* start DATA *

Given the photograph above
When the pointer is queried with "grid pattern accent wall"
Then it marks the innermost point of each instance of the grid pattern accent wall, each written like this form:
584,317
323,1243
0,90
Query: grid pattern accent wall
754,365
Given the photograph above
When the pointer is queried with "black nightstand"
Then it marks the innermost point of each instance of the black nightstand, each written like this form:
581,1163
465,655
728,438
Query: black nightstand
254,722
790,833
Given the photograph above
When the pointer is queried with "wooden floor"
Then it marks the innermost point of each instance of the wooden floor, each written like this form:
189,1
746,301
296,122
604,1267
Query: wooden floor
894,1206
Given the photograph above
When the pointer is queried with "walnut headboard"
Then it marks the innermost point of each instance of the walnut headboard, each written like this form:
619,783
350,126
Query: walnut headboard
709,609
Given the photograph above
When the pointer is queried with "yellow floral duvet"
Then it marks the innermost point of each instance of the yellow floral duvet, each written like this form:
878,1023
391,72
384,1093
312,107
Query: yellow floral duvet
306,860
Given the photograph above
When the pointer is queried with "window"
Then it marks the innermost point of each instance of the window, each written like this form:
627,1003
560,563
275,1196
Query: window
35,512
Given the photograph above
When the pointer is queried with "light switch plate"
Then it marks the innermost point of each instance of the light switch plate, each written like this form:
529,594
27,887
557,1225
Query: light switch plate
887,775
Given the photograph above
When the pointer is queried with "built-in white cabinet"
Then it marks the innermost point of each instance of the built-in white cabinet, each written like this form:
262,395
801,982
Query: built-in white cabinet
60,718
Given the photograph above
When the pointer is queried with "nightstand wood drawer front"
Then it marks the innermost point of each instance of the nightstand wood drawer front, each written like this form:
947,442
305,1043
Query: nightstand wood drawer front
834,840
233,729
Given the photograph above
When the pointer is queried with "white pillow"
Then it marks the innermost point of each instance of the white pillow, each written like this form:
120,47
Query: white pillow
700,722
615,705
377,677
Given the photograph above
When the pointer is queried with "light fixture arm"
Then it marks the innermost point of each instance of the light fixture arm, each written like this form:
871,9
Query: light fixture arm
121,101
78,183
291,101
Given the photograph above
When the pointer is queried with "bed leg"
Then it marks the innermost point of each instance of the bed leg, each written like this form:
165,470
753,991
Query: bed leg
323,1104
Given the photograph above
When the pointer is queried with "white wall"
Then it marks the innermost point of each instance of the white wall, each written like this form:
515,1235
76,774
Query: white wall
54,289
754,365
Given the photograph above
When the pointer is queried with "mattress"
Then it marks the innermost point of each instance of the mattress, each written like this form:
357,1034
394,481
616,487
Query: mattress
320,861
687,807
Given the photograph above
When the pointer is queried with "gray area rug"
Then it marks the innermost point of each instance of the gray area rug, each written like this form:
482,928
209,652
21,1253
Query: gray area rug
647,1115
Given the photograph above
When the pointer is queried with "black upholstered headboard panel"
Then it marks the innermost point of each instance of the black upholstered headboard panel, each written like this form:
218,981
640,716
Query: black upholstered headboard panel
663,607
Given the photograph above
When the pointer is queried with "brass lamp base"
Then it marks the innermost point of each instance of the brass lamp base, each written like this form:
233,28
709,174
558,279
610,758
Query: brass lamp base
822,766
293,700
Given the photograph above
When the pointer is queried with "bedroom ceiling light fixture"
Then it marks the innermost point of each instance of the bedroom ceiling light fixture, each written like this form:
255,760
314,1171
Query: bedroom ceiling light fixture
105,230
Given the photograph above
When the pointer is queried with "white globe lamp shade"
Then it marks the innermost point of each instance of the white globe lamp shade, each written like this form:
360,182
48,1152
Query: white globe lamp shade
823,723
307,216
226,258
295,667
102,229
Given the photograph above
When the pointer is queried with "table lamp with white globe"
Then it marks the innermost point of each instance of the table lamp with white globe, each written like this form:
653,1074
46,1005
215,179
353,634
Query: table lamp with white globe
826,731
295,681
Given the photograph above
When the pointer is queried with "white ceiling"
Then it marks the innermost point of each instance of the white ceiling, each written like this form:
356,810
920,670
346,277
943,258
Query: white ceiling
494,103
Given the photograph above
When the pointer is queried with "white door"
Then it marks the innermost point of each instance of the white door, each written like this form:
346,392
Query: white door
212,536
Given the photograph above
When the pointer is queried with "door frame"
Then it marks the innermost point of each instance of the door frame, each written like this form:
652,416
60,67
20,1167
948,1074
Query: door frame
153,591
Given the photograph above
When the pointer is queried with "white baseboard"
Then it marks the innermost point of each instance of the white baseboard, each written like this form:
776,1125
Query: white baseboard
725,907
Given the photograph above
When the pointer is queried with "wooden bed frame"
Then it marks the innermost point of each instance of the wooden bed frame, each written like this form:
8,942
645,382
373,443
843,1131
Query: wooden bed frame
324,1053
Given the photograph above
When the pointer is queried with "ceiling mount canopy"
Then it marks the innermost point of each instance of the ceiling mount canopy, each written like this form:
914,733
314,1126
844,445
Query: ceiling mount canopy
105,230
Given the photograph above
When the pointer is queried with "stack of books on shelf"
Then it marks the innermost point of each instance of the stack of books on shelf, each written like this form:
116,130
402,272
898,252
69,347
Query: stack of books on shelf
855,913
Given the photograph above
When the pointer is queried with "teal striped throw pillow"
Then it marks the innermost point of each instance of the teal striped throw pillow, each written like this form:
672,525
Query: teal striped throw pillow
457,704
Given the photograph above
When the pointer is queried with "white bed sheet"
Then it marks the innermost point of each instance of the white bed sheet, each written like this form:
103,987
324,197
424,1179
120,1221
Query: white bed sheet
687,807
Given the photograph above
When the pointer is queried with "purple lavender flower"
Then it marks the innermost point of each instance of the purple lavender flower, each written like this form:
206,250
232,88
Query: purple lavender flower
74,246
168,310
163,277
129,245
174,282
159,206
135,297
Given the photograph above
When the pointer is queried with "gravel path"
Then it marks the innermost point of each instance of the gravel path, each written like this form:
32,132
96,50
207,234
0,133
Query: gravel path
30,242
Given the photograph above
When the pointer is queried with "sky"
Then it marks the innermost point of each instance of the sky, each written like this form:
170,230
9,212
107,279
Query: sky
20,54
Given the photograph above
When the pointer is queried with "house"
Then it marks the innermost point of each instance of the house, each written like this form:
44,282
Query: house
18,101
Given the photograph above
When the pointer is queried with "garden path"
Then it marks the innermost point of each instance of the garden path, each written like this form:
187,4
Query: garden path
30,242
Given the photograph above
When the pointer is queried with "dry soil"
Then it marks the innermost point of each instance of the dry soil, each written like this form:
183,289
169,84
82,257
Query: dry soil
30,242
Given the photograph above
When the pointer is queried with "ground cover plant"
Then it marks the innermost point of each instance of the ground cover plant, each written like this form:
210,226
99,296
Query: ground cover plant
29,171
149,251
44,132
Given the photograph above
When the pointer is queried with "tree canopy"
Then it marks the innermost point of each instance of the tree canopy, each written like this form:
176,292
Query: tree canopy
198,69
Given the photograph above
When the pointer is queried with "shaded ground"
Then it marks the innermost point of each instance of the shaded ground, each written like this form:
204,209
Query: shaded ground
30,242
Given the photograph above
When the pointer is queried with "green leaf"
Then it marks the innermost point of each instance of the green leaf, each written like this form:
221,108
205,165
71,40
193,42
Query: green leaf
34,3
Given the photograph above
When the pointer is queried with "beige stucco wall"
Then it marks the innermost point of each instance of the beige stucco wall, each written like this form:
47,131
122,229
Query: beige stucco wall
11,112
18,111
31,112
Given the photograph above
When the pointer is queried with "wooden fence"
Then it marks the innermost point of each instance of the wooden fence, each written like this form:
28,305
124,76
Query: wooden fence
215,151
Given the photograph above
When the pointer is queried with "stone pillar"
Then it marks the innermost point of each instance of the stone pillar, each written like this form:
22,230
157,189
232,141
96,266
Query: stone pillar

* end DATA *

» CHALLENGE:
Identify every line of the data above that contains the string "mattress", and copy each of those lines. Case counts.

» OUTPUT FOR THIS TASK:
When the pointer is queried with "mattress"
Then it marks the innermost point of each instance of the mattress, each written like this form:
Query: mattress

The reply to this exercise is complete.